Natural language region descriptions:
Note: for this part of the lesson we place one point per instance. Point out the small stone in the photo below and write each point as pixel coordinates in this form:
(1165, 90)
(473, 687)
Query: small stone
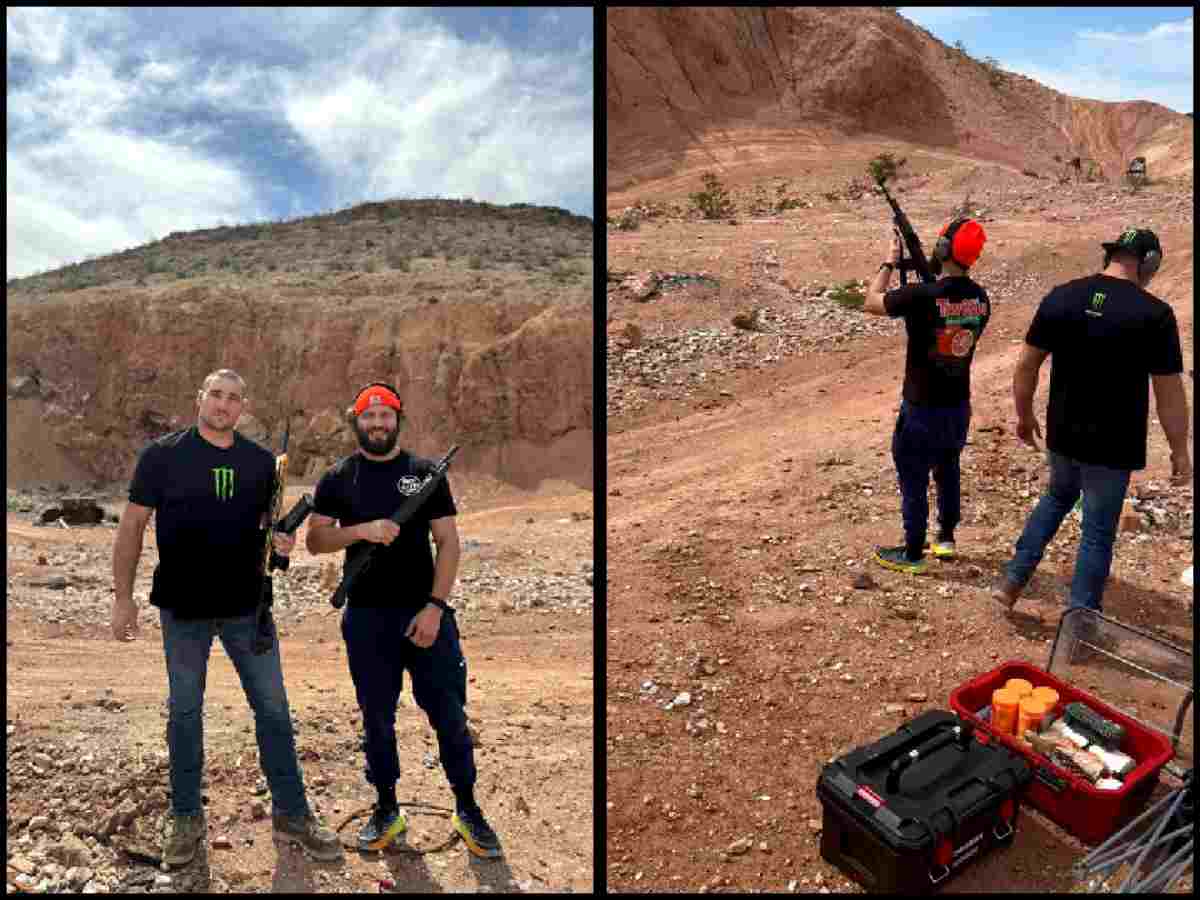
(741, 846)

...

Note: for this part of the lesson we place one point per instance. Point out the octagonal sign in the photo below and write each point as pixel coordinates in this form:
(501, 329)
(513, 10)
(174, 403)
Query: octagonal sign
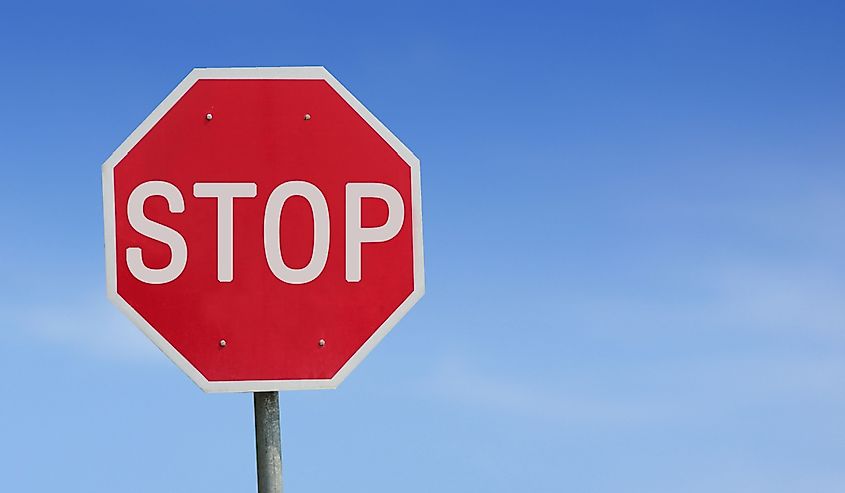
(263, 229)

Task goal ▸ Wherever the word "photo" appears in the entries above, copy that line.

Reply ▸
Note: for this part of the lesson we place one point per instance. Point out the small stone in the photo below and write each point as pixel coordinates in this form:
Note: for this part of the lesson we place one point per instance. Point out the octagonal sign in the photo below and write each point as pixel coordinates in this form:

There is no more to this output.